▶ _Stated exercise 1_: List every port over which the forum post about Istio and Azure Redis says AKS pods could connect to Azure Redis successfully.
▶ _Stated exercise 2_: According to the forum post about Istio and Azure Redis, connecting over port 15001 works fine from what kind of namespace?

▶ _Page excerpt_:
---*---

Istio in Azure AKS - Connection issues over 15001 port while connecting to Azure Redis Cache - azure

We are facing issues on 15001 port in istio deployed in Azure AKS.
Currently we have deployed Istio in AKS and trying to connect to Azure cache redis instance in cluster mode. Our Azure redis instance is having more than two shards with SSL enabled and one of the master node is assigned on port 15001. We were able to connect to Azure redis from AKS pods over ports 6380, 15000, 15002, 15003, 15004 and 15005 ports. However when we try to connect to over 15001 we see some issues. When we try to connect to redis over 15001 port from a namespace without istio sidecar injection from same aks cluster the connection is working fine.
Below are the logs from rediscli pod deployed in our AKS cluster.
Success case:
redis-cli -h our-redis-host.redis.cache.windows.net -p 6380 -a our-account-key --cacert "BaltimoreCyberTrustRoot.pem" --tls ping
OUTPUT:
Warning: Using a password with ‘-a’ or ‘-u’ option on the command line interface may not be safe.
PONG
We are able to connect over all ports - 6380, 15000, 15002, 15003, 15004 and 15005 to redis. However when we try to conenct using 15001. We are getting below error
Failure case:
redis-cli -h our-redis-host.redis.cache.windows.net -p 15001 -a our-account-key --cacert "BaltimoreCyberTrustRoot.pem" --tls ping
OUTPUT:
Warning: Using a password with ‘-a’ or ‘-u’ option on the command line interface may not be safe.

---*---

▶ _Dataset extract_:
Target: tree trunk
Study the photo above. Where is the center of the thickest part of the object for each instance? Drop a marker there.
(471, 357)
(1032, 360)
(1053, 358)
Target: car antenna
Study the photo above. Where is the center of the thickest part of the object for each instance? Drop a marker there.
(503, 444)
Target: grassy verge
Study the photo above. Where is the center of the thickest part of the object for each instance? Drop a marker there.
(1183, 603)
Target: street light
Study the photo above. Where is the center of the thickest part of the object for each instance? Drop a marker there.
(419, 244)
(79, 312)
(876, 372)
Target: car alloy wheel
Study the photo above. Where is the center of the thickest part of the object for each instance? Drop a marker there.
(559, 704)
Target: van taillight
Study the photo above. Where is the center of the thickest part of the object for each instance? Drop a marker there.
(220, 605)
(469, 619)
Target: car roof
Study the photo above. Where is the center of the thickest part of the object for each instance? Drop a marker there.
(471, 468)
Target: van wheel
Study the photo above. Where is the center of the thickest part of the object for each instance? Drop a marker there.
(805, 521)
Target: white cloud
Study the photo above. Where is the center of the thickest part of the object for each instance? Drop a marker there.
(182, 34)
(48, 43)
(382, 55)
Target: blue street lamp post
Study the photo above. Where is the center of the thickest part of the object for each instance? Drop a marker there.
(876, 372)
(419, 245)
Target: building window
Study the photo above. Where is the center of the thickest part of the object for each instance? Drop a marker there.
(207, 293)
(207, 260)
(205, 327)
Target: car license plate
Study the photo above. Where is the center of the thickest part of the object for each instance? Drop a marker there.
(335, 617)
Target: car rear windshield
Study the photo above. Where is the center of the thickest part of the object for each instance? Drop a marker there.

---*---

▶ _Worked solution 1_: 6380, 15000, 15002, 15003, 15004, 15005

▶ _Worked solution 2_: A namespace without Istio sidecar injection in the same AKS cluster.